- _EXERCISE_
Check every line of the entries below for the word "gray", and copy the ones that have it.

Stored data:
+ + + + +

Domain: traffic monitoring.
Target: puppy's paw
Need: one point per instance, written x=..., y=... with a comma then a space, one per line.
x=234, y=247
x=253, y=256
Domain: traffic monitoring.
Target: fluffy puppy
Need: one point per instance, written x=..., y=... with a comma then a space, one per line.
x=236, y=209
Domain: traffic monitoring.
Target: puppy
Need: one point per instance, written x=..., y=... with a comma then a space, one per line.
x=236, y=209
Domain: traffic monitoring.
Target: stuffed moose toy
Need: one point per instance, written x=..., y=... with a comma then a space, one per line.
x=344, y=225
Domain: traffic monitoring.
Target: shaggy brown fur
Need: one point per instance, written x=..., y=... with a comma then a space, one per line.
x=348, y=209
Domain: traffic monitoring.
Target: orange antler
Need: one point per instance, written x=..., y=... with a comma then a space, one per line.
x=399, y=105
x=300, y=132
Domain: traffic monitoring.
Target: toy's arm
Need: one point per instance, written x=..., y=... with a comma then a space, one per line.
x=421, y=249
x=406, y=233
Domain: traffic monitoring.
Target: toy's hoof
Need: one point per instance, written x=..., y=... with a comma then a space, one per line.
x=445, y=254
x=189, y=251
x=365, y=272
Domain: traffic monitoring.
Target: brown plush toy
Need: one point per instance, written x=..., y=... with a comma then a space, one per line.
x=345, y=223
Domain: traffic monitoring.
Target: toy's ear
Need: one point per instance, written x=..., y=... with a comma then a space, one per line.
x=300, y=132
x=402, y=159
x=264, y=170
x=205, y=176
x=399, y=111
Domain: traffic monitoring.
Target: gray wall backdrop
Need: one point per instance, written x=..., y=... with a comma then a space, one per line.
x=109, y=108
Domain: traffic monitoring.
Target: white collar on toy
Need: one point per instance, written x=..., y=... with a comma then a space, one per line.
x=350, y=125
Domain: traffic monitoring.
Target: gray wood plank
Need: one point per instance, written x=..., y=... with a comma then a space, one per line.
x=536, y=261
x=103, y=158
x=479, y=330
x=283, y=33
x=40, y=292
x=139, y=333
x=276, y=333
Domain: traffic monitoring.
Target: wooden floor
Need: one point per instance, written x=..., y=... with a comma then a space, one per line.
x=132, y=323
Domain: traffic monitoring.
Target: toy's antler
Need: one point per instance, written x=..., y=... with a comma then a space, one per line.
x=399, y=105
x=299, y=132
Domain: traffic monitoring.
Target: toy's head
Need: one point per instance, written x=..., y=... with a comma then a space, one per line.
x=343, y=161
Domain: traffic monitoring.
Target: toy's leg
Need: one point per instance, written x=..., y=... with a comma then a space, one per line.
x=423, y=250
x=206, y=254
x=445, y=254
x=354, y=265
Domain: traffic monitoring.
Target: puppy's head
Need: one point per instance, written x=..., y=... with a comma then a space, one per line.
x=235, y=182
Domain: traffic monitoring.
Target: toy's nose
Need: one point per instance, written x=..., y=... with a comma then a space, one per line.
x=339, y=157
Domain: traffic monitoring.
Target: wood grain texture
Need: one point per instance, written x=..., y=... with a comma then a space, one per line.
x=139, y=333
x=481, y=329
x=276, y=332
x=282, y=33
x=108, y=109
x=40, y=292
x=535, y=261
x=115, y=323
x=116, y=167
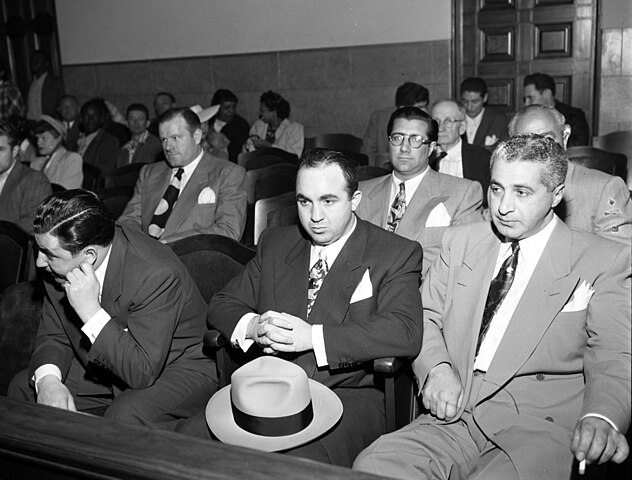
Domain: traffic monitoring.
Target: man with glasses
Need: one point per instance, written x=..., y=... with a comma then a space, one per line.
x=415, y=201
x=457, y=157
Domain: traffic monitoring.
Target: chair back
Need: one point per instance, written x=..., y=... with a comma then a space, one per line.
x=264, y=157
x=116, y=198
x=15, y=245
x=275, y=212
x=335, y=141
x=366, y=172
x=212, y=260
x=92, y=177
x=590, y=157
x=123, y=176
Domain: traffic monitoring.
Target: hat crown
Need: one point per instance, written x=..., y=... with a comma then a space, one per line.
x=270, y=387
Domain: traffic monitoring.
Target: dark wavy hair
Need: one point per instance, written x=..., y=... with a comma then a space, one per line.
x=77, y=218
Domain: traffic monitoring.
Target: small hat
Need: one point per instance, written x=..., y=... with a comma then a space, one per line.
x=56, y=124
x=271, y=405
x=205, y=114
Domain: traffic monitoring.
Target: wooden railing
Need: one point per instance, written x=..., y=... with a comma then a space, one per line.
x=38, y=442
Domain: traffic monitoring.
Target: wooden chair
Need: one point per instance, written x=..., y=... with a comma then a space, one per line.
x=275, y=212
x=366, y=172
x=590, y=157
x=116, y=198
x=335, y=141
x=126, y=175
x=212, y=260
x=264, y=157
x=15, y=245
x=92, y=177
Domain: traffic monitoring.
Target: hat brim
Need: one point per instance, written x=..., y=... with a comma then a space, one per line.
x=219, y=417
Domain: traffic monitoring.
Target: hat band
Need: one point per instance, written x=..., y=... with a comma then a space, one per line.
x=276, y=426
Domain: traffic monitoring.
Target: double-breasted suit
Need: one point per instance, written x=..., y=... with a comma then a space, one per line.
x=461, y=199
x=562, y=356
x=212, y=201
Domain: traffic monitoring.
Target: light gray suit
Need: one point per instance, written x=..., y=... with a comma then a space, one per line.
x=461, y=198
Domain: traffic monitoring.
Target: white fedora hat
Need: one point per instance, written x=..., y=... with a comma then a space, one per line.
x=271, y=405
x=205, y=114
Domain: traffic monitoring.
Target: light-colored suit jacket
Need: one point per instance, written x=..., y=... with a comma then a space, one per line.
x=461, y=199
x=559, y=358
x=596, y=202
x=212, y=201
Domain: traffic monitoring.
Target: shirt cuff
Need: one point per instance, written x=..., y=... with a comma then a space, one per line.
x=46, y=369
x=238, y=338
x=604, y=418
x=93, y=327
x=318, y=343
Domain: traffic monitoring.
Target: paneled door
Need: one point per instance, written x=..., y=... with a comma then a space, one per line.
x=501, y=41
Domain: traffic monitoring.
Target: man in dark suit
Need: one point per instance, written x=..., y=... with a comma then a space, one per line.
x=526, y=356
x=539, y=89
x=21, y=189
x=330, y=295
x=122, y=321
x=211, y=192
x=461, y=159
x=483, y=126
x=593, y=201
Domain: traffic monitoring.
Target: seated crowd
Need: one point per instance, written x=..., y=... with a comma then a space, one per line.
x=496, y=267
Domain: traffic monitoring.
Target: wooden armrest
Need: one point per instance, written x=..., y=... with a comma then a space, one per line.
x=387, y=366
x=214, y=339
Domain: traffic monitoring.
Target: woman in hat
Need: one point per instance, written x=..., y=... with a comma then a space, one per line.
x=59, y=165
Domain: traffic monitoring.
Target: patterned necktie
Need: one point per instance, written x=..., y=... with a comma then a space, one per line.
x=165, y=206
x=397, y=210
x=498, y=290
x=316, y=276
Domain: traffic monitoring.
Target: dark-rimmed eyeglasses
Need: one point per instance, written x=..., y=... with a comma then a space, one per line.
x=415, y=141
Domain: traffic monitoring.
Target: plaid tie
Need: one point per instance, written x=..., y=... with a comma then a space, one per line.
x=165, y=206
x=397, y=210
x=316, y=276
x=497, y=291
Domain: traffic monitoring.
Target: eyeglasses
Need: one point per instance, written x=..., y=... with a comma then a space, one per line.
x=447, y=122
x=415, y=141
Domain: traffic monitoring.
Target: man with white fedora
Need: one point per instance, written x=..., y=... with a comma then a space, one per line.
x=330, y=295
x=192, y=192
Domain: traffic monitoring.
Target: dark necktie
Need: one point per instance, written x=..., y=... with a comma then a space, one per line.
x=165, y=206
x=498, y=290
x=316, y=276
x=397, y=210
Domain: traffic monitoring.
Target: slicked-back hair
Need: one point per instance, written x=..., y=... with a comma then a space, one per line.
x=276, y=103
x=536, y=149
x=410, y=93
x=77, y=218
x=474, y=84
x=323, y=157
x=534, y=109
x=190, y=118
x=541, y=81
x=223, y=95
x=414, y=113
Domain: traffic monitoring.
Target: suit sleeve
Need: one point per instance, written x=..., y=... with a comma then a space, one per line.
x=433, y=293
x=607, y=365
x=614, y=217
x=394, y=328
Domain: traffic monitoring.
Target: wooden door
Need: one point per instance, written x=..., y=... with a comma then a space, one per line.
x=501, y=41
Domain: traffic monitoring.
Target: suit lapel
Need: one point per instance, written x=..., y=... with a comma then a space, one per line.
x=549, y=288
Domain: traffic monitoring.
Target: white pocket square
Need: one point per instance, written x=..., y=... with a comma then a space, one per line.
x=579, y=300
x=364, y=289
x=207, y=195
x=439, y=217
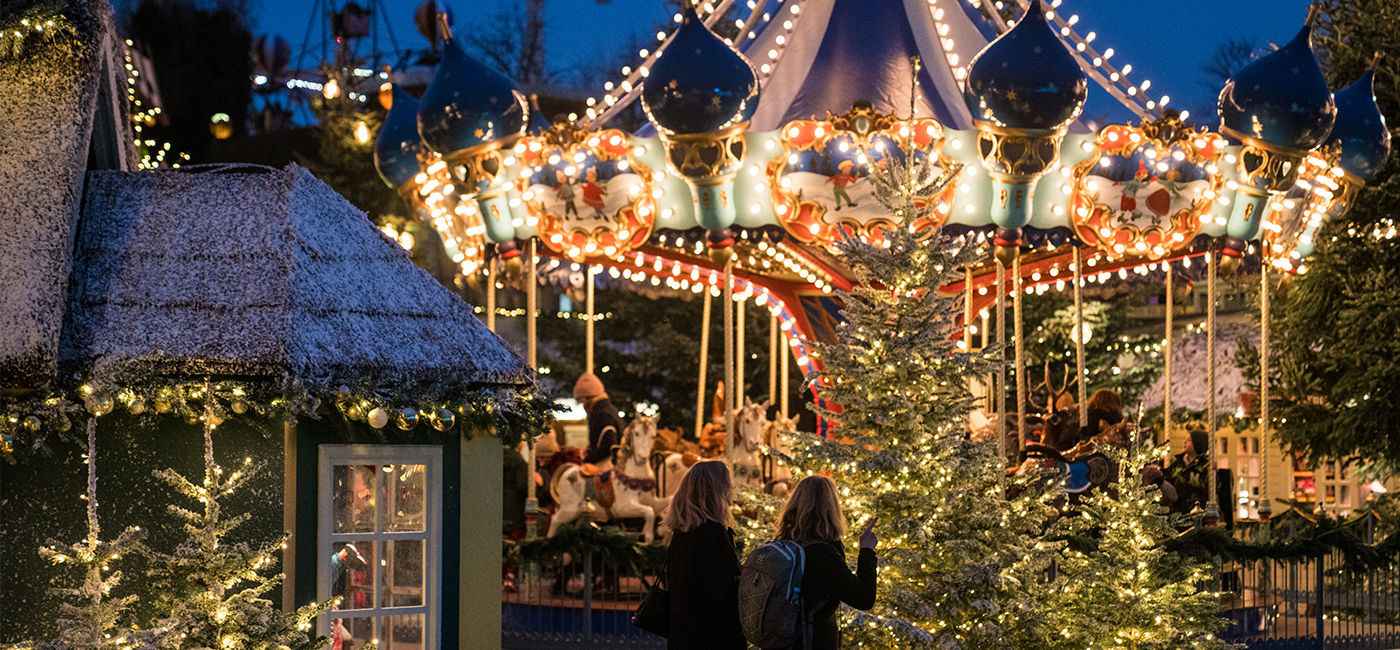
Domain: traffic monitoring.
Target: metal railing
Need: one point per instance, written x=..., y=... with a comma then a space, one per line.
x=1322, y=600
x=574, y=603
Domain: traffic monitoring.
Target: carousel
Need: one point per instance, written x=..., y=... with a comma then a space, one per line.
x=756, y=163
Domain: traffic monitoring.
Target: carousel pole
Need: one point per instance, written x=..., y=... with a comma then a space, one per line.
x=1078, y=336
x=728, y=356
x=1166, y=349
x=773, y=359
x=490, y=294
x=532, y=356
x=704, y=360
x=1001, y=359
x=1213, y=513
x=1266, y=507
x=739, y=350
x=588, y=324
x=1021, y=350
x=783, y=373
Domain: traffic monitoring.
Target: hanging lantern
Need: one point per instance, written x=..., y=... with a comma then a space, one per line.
x=472, y=115
x=1022, y=111
x=700, y=94
x=1280, y=108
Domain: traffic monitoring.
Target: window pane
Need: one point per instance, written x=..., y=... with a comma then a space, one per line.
x=353, y=495
x=403, y=632
x=352, y=575
x=403, y=573
x=352, y=633
x=405, y=498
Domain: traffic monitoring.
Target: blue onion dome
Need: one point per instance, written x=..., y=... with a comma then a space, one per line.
x=398, y=144
x=1026, y=79
x=469, y=104
x=1281, y=98
x=1361, y=129
x=699, y=84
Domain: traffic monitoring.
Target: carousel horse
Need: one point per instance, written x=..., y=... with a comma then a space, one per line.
x=626, y=491
x=671, y=458
x=780, y=476
x=745, y=454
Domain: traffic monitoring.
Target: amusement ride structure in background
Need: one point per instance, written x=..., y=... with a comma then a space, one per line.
x=741, y=187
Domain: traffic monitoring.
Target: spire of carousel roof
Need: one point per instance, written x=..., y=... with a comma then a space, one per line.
x=1281, y=98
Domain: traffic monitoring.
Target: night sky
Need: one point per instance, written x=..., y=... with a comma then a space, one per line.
x=1165, y=42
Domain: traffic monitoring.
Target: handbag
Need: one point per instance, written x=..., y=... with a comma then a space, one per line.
x=654, y=611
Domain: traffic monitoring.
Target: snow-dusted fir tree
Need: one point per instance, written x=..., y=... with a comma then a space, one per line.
x=88, y=617
x=213, y=593
x=959, y=559
x=1120, y=587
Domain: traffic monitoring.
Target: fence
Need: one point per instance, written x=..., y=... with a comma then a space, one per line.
x=1316, y=601
x=574, y=603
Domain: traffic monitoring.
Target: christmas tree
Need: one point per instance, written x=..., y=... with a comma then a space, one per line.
x=959, y=559
x=1116, y=563
x=90, y=618
x=213, y=591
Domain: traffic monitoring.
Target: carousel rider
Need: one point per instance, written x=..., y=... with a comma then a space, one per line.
x=604, y=423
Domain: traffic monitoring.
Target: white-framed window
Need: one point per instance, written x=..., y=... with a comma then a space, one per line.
x=380, y=530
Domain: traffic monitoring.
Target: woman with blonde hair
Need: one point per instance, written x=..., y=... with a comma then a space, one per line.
x=812, y=517
x=702, y=563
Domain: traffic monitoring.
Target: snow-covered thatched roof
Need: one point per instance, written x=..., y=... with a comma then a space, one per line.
x=63, y=111
x=1190, y=363
x=261, y=272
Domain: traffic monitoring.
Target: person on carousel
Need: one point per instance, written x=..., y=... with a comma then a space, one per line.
x=604, y=423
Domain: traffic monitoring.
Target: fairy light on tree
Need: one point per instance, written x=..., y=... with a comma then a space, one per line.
x=212, y=590
x=1117, y=563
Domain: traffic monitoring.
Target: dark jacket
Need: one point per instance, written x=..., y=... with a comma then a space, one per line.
x=604, y=430
x=703, y=580
x=828, y=582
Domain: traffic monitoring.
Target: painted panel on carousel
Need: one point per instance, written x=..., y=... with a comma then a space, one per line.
x=1147, y=189
x=585, y=192
x=823, y=181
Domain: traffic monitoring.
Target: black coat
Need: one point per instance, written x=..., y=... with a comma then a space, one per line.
x=703, y=580
x=828, y=582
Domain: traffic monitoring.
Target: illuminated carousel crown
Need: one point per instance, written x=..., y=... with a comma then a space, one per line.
x=398, y=144
x=1281, y=98
x=699, y=84
x=1005, y=90
x=469, y=105
x=1361, y=129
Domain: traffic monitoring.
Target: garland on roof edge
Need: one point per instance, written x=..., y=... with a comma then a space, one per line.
x=504, y=412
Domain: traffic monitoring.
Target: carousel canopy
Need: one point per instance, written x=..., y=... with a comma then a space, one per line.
x=261, y=272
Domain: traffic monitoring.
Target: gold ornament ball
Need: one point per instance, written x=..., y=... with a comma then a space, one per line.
x=408, y=418
x=98, y=404
x=444, y=419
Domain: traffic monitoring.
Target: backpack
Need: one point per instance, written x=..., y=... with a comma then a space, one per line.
x=770, y=596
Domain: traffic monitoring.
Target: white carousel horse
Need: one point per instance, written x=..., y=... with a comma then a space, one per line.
x=780, y=476
x=744, y=454
x=632, y=482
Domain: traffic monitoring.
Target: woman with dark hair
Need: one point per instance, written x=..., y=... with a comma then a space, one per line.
x=702, y=563
x=812, y=517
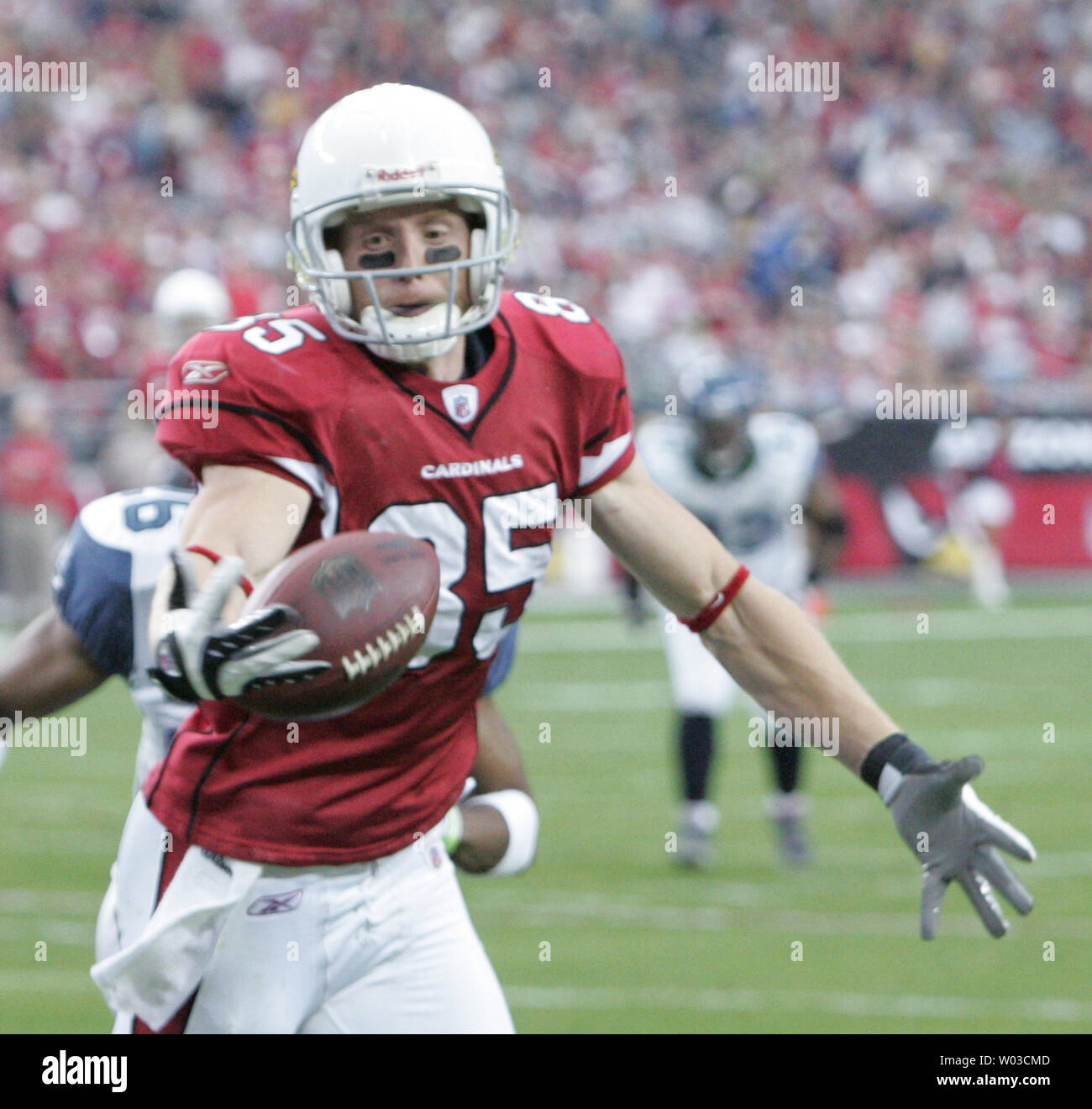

+ + + + +

- _COMPLETED TASK_
Target: gray wall backdrop
Target: gray wood plank
Target: light gray suit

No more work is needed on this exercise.